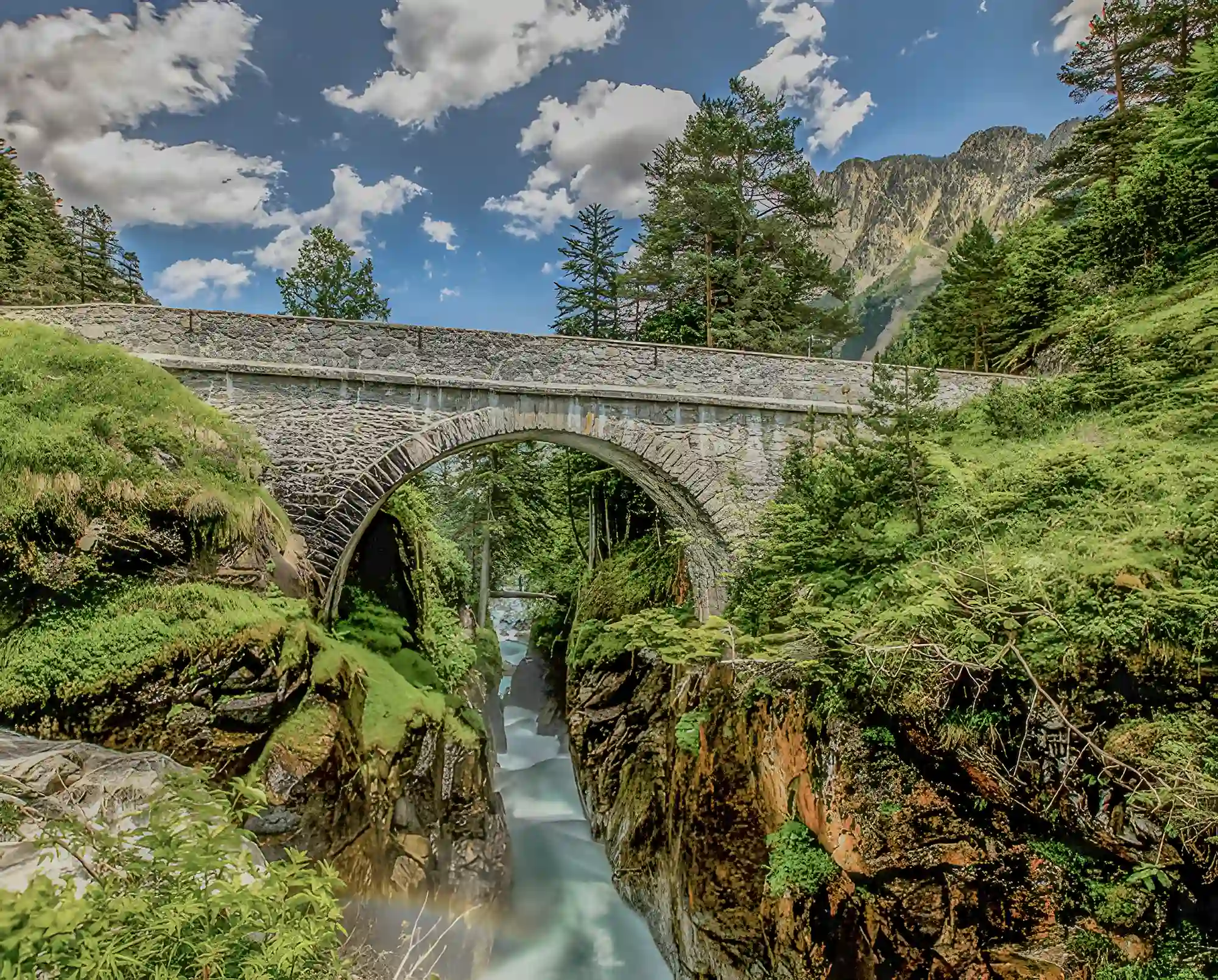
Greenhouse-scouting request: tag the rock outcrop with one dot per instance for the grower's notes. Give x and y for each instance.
(901, 216)
(43, 781)
(929, 877)
(421, 817)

▶ _Problem to solve_: Please give every line above again word for word, apart from the pictures.

▶ _Written reply_:
Greenhouse-scouting request: tag the rock outcrop with one dot per instance for the grower's notes. Give x and y for each instance.
(901, 216)
(43, 781)
(929, 877)
(421, 817)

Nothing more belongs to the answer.